Lokale Ansprechpartner zuständig
Bei jedem ausländischen Markt sei das Ziel, die einzelnen Länder vor Ort zu betreuen, sowohl für die Kundengewinnung als auch im Support sind lokale Ansprechpartner zuständig, «der Schweizer Sitz von Pingen bleibt mit dieser Strategie schlank und agil». Am Beispiel China macht der Firmenchef die Vorteile des Versands mit Pingen deutlich: Sendet ein Schweizer Unternehmen einen Brief ins Reich der Mitte, kostet dies mindestens 1.60 Franken und es dauert zwei bis drei Wochen, bis das Schriftstück via Schiffsweg den Empfänger erreicht.
Schickt die Firma den Brief via Pingen, wird er am gleichen Tag in China produziert und ausgeliefert. Und das zu lokalen Portokosten von 18 Rappen. «Unsere Lösung ist somit schneller, günstiger und ohne Schiffstransport auch ökologischer.»
Auf Kapitalsuche
Das Jungunternehmen funktioniert derzeit faktisch als Einmannbetrieb, Sandro Kunz betreut das Geschäft im Firmensitz im bluelion incubator, dem Bürogebäude für Internet-Startups in Zürich-Schwamendingen. Der Informatiker hat daneben ein weiteres Standbein in einer anderen Firma. Gleiches gilt für Mitinhaber und Technologiechef Graem Lourens. Er lebt und arbeitet aber in Warschau, wo er ein Unternehmen für Web-Software führt.

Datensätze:
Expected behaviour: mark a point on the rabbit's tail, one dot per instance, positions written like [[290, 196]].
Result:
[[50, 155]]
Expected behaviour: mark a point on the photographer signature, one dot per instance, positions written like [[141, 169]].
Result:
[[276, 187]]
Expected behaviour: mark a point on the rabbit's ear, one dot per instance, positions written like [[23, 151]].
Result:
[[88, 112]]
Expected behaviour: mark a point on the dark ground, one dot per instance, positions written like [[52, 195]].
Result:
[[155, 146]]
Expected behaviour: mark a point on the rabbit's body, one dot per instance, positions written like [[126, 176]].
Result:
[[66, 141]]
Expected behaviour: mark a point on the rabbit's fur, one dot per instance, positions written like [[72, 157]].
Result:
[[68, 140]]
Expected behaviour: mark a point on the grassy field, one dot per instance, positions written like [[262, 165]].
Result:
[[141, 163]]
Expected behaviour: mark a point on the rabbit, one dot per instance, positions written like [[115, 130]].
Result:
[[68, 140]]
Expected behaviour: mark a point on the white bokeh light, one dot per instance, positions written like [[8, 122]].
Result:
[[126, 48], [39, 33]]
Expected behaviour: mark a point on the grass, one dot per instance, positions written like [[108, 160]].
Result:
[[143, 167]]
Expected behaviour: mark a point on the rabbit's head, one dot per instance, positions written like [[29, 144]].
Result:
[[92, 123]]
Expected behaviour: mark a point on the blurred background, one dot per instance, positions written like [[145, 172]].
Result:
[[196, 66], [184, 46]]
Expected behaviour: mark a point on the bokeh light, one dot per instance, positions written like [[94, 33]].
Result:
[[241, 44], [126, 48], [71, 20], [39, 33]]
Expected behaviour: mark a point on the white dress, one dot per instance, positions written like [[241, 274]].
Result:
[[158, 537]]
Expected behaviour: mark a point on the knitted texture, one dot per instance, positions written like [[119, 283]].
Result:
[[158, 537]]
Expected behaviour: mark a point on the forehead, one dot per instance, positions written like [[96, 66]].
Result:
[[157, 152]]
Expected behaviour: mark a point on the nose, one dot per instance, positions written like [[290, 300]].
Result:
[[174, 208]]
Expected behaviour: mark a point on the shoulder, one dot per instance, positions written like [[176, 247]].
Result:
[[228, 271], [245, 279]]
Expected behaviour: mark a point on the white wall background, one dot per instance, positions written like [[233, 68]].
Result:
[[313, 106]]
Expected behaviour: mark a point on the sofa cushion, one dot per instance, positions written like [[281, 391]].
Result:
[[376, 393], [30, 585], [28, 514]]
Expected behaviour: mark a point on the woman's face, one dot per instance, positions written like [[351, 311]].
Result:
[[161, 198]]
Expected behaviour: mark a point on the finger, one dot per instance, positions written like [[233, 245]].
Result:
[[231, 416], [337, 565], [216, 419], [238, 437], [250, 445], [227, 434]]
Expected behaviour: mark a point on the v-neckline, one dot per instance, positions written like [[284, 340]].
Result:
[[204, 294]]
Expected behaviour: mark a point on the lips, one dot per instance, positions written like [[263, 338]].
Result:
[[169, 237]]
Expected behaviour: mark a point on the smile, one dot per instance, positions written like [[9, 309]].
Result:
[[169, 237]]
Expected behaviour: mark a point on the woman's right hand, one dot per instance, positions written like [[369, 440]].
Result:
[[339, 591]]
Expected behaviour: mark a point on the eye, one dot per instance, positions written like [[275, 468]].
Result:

## ARBEITSAUFTRÄGE
1 – Schreiben Sie aus dem Text über Pingen den Abschnitt von „Schickt die Firma“ bis einschließlich „für Web-Software führt.“ wortgetreu ab.
2 – Zu welchen lokalen Portokosten wird ein Brief laut dem Text über Pingen in China ausgeliefert?
3 – Führen Sie den Text über Pingen im Anschluss an seinen letzten Satz weiter.

## LÖSUNGEN
1 –
Schickt die Firma den Brief via Pingen, wird er am gleichen Tag in China produziert und ausgeliefert. Und das zu lokalen Portokosten von 18 Rappen. «Unsere Lösung ist somit schneller, günstiger und ohne Schiffstransport auch ökologischer.»
Auf Kapitalsuche
Das Jungunternehmen funktioniert derzeit faktisch als Einmannbetrieb, Sandro Kunz betreut das Geschäft im Firmensitz im bluelion incubator, dem Bürogebäude für Internet-Startups in Zürich-Schwamendingen. Der Informatiker hat daneben ein weiteres Standbein in einer anderen Firma. Gleiches gilt für Mitinhaber und Technologiechef Graem Lourens. Er lebt und arbeitet aber in Warschau, wo er ein Unternehmen für Web-Software führt.

2 – Zu lokalen Portokosten von 18 Rappen.

3 –
Ab kommendem Jahr wollen beide Geschäftspartner ihr Engagement bei Pingen erhöhen. Ziel bis Ende 2014 ist, die Verhandlungen mit interessierten Investoren abzuschliessen, um das nötige Kapital von einer halben bis einer Million zu erhalten und anschliessend mit China und Kanada zu starten. Dafür will Kunz neue Mitarbeiter einstellen. Läuft das Geschäft wie geplant, soll nächstes Jahr ein rundes Dutzend Personen für Pingen arbeiten.
Amazon und Skype als Vorbild
Mit den bisher erreichten Zahlen ist Kunz zufrieden, «besonders, wenn man bedenkt, dass Pingen während der ersten zweieinhalb Jahre faktisch nur als Website existierte und wir bis jetzt kaum Marketing betrieben haben, ausser monatlich 150 Franken Werbegelder in Google Adwords zu stecken». Er sieht die eigene Lösung unterdessen als erprobt an, «ein technologisches oder Produkterisiko haben wir nicht mehr». Nun komme es darauf an, die Aufmerksamkeit dem Bereich Marketing zu widmen. «Das ist unsere grösste Herausforderung, nicht nur im Kostenbereich.»
Nach seinen Visionen für die Zukunft befragt, zieht Sandro Kunz zwei grosse Namen im Online-Geschäft zum Vergleich heran: «So wie Skype das Telefonieren revolutioniert hat, wollen wir den Briefversand revolutionieren.» Oder wie Amazon im Büchermarkt gross geworden und heute ein Marktplatz für ganz viele Produkte sei, will Kunz Pingen im Briefmarkt wachsen lassen, bis die Firma zur Plattform ausgebaut ist für schriftliche Kommunikation jeder Art. Mögliche Konkurrenz macht ihm keine Sorgen: «Wir wollen unser Geschäft so effizient aufbauen, dass es für Mitbewerber dereinst interessanter sein würde, Pingen zu übernehmen, statt uns zu konkurrenzieren.»